## Data extract
>> begin
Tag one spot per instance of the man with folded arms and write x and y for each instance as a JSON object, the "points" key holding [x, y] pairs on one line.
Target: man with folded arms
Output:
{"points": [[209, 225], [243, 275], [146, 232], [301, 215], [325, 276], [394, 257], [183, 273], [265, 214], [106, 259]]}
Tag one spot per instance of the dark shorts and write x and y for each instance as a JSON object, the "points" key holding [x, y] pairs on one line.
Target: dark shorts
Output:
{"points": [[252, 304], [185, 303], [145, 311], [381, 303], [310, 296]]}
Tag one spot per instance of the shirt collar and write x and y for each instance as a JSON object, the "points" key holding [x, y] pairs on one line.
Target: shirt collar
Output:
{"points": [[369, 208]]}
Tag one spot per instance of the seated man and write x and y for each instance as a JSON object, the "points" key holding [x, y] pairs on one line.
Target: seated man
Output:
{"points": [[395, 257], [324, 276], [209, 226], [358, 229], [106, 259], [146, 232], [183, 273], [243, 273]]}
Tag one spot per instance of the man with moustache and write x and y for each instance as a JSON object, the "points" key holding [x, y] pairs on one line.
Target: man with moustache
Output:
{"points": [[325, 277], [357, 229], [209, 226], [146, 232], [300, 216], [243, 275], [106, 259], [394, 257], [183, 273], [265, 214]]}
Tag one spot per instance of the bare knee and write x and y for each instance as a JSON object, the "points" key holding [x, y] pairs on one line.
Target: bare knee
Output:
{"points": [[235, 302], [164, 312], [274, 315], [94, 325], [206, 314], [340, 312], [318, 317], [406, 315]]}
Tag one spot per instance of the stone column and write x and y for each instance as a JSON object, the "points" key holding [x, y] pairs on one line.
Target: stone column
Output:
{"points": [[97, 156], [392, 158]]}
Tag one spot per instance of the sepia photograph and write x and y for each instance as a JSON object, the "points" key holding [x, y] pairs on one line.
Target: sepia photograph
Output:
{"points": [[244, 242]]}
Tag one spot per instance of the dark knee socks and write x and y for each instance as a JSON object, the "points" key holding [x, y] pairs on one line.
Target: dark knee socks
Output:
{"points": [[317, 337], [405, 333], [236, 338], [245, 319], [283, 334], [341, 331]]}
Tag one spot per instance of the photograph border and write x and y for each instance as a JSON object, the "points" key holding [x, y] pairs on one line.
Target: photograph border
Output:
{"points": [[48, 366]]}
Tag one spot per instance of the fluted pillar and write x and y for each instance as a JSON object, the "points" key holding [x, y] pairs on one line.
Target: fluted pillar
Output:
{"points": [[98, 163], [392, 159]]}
>> end
## Task objective
Repeat the lines starting at the one containing "Tag one spot per instance of the fluted" and ending with the last of the lines.

## Written solution
Tag one spot per instance of the fluted pillar and write x and y for each instance as a JSON object, the "points" key holding [x, y] pairs on one line.
Target: fluted pillar
Output:
{"points": [[98, 163], [392, 159]]}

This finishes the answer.